(AIM OF THE EXERCISE) Print word for word the records from the line containing "produce bounding boxes" through the end.

[Data items]
╭──
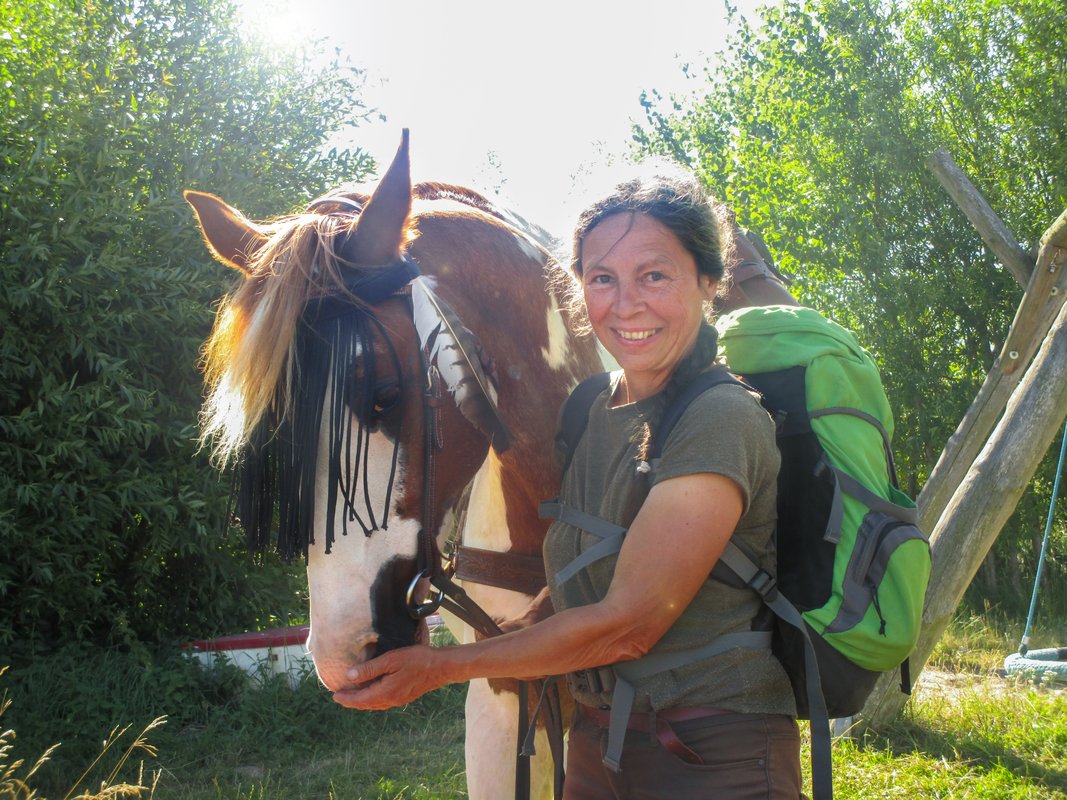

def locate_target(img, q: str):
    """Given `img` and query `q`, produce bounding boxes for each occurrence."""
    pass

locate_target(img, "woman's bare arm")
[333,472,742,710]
╰──
(SOLUTION FOR THIS PROBLEM)
    """Given `img` and query `q`, produce bounding boxes for each occurrence."""
    pass

locate_target(img, "woman's bare arm")
[333,472,742,710]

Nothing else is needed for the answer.